**EXTRAIT FOURNI**
= = = =

Michel-Ange est troublé de sa propre froideur,

comme si la beauté l’éludait toujours _ qu’est-ce donc à dire ???


Il n’y a rien de palpable, rien d’atteignable dans _ et peut-être par _ le corps,

il disparaît _ sous les doigts, sous la lèvre, par le sexe et toute la peau : érogènes… _ comme la neige ou le sable ;

jamais on ne retrouve _ tactilement : à la différence de l’œuvre du ciseau dans la chair plus consistante du marbre ?.. _ l’unité _ originaire ?.. Qui l’assure ? Platon ?.. _,

jamais on n’atteint la fable _ de l’imaginé-échafaudé par l’esprit _ ;

séparés, les deux tas de glaise _ que sont les corps érogènes _

ne se rejoindront plus,

ils erreront _ à perpétuité _ dans le noir,

guidés par l’illusion _ finalement à jamais vaine _ d’une étoile«  : une thématique assez platonicienne _ via Marsile Ficin ?..


Nous apprenons alors _ de quelles sources ? ou par quelles vérifications factuelles ?.. _, page 130,

que « l’obséquieux Arslan est un étrange espion, à la fois agent de Venise et homme du sultan » ;

et que « ici aussi _ à Constantinople : comme à Rome ; ou comme à Florence ; ou ailleurs… _ il y a des conspirations et des jeux _ violents _ de palais,

des intrigants prêts à tout pour discréditer Ali Pacha auprès de Bayazid ;

pour empêcher la construction de ce pont impie, œuvre d’un infidèle ;

pour entraîner la disgrâce du ministre par un scandale« .

Et « Michel-Ange«  _ lui : tout à un autre objet de fascination ; son attraction-répulsion envers le corps dansant de l’Andalouse (androgyne)… _ ne soupçonne _ virginalement _ rien de tout cela« , page 130.


La tâche de Mesihi _ ami vrai en sa vigilance… _ est donc de « devoir éloigner celui qu’il aime _ car il s’est pris d’affection pour le sculpteur ; mais pas tout à fait de la même façon que pour les jeunes garçons d’Édirne de son poème… _ pour le protéger _ d’un très cuisant danger ! L’arracher à la mortelle Andalouse.
Organiser sa fuite, cacher son départ et lui dire adieu
« 
, page 131…

Le texte d’ouverture de la fable, page 9, donne la parole à cette Andalouse ; mais quand on s’y jette, à l’ouverture du livre, nous n’y voyons goutte ! Et d’ailleurs le tout premier mot de la fable, page 9, est « la nuit » !

= = = =

Lignes du jeu de données
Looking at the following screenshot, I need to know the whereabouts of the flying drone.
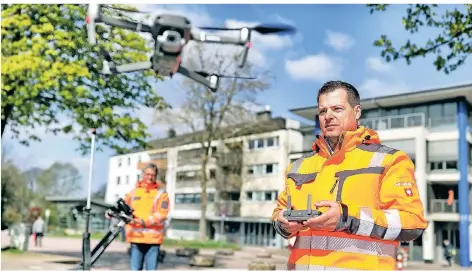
[86,4,295,92]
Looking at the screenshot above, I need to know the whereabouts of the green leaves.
[367,4,472,74]
[2,4,167,153]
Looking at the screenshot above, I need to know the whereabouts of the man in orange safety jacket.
[272,81,427,270]
[125,164,169,270]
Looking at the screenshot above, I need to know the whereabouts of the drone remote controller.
[284,195,322,222]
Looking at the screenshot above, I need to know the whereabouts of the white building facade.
[290,85,472,264]
[106,113,302,247]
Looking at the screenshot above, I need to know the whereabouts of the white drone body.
[86,4,293,92]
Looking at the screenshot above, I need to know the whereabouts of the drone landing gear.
[70,220,126,271]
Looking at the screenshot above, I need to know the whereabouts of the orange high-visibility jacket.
[272,126,427,270]
[125,181,170,244]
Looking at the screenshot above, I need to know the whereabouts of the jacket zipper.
[329,177,339,194]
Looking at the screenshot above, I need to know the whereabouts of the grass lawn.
[47,232,239,250]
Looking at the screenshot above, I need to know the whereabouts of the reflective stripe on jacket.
[125,182,170,244]
[272,126,427,270]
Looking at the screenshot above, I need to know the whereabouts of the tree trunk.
[200,154,208,241]
[2,104,13,137]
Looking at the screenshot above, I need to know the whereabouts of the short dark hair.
[317,81,361,107]
[143,163,159,175]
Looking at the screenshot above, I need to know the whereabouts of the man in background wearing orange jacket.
[125,164,170,270]
[272,81,427,270]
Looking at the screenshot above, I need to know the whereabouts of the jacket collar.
[136,180,160,192]
[312,126,380,157]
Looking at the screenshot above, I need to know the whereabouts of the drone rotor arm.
[102,61,152,74]
[192,31,246,45]
[177,66,219,92]
[100,15,151,33]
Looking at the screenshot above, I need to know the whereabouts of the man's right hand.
[105,210,111,219]
[277,210,305,233]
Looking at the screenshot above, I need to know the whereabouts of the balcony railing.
[359,113,426,130]
[359,113,457,130]
[217,174,243,191]
[207,200,241,216]
[429,199,459,213]
[174,200,241,217]
[137,158,167,170]
[216,152,242,167]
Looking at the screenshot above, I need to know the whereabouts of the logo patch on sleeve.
[405,188,413,197]
[161,201,169,209]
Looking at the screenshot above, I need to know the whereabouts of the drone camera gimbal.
[86,4,294,92]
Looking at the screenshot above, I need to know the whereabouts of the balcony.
[359,113,426,130]
[216,151,242,167]
[137,159,167,170]
[207,200,241,216]
[218,174,242,192]
[429,199,459,214]
[174,203,202,211]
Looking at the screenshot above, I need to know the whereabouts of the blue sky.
[2,2,472,198]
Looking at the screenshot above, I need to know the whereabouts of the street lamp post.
[82,128,97,270]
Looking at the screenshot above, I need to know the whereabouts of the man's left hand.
[303,201,341,231]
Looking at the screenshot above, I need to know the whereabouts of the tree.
[2,4,166,156]
[156,44,270,239]
[36,162,82,197]
[367,4,472,74]
[92,183,107,200]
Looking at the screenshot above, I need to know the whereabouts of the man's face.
[143,168,156,183]
[318,88,361,139]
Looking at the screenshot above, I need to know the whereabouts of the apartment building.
[289,84,472,266]
[106,110,302,247]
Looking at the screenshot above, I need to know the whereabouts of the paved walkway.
[1,232,467,270]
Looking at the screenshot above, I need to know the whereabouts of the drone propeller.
[102,5,149,14]
[199,24,295,35]
[200,24,295,68]
[195,71,256,80]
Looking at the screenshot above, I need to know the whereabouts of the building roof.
[114,117,288,156]
[46,197,112,208]
[290,83,472,121]
[149,117,286,149]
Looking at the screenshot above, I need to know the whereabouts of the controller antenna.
[306,194,312,215]
[287,196,292,215]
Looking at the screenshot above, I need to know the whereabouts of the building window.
[175,193,202,204]
[429,160,458,171]
[246,190,279,202]
[248,136,279,150]
[210,169,216,179]
[247,164,278,175]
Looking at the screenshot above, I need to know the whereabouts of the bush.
[162,239,239,250]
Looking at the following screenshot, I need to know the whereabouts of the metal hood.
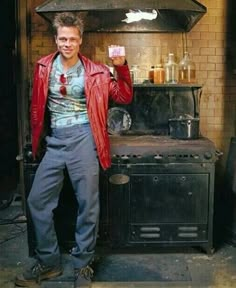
[36,0,207,32]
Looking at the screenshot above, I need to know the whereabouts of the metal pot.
[169,118,199,139]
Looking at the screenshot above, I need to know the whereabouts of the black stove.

= = = =

**CONSIGNE**
Dans l'extrait fourni, relevez toutes les villes citées, dans leur ordre d'apparition.

**VOTRE RÉPONSE**
Venise, Constantinople, Rome, Florence, Édirne